▶ [What to produce]: Say how many lines in the records contain the string "display". Nothing but the number should be given.

Natural-language object grounding data
####

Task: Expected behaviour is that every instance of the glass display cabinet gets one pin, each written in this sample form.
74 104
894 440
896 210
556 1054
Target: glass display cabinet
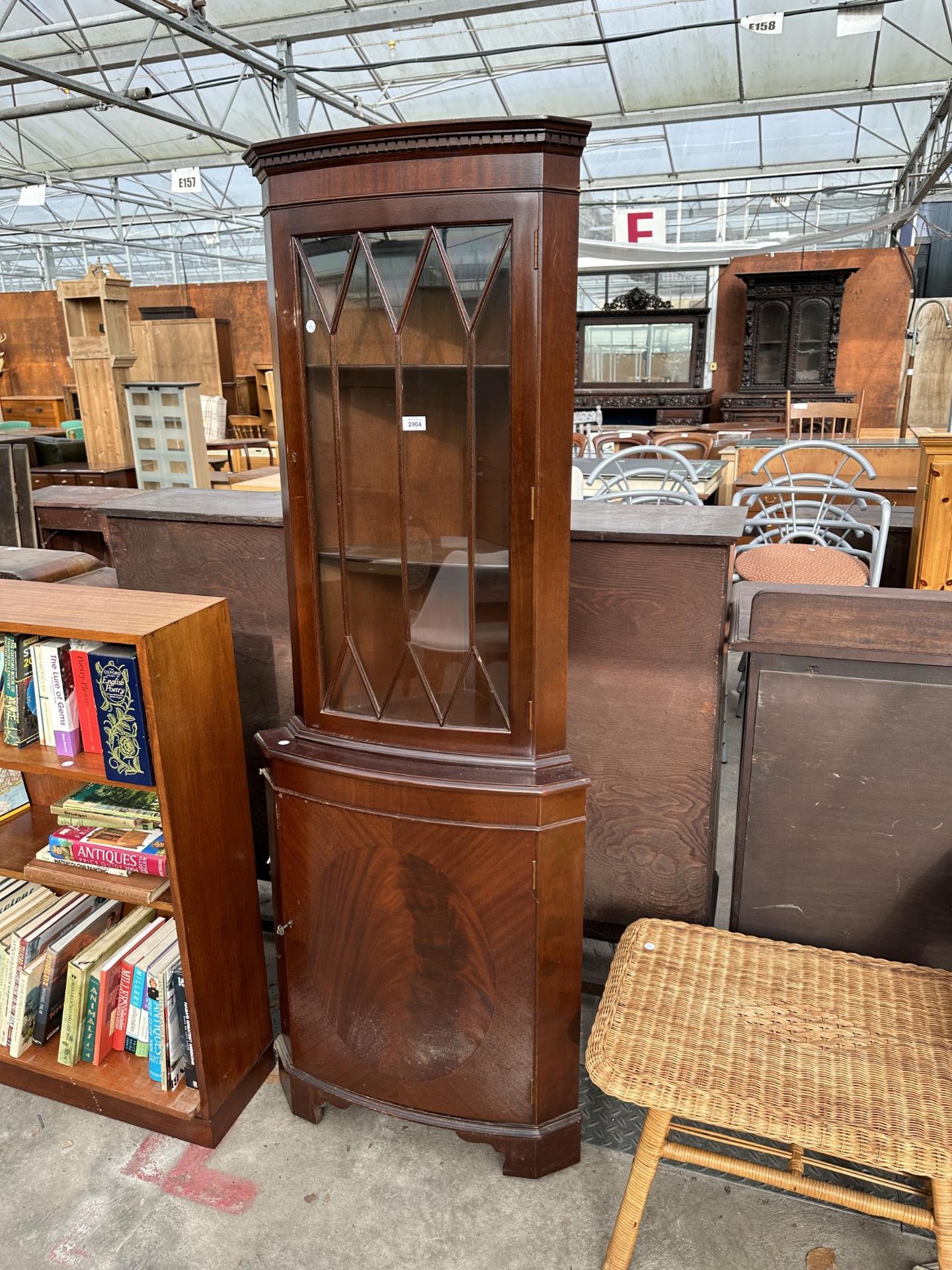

####

▶ [Task output]: 2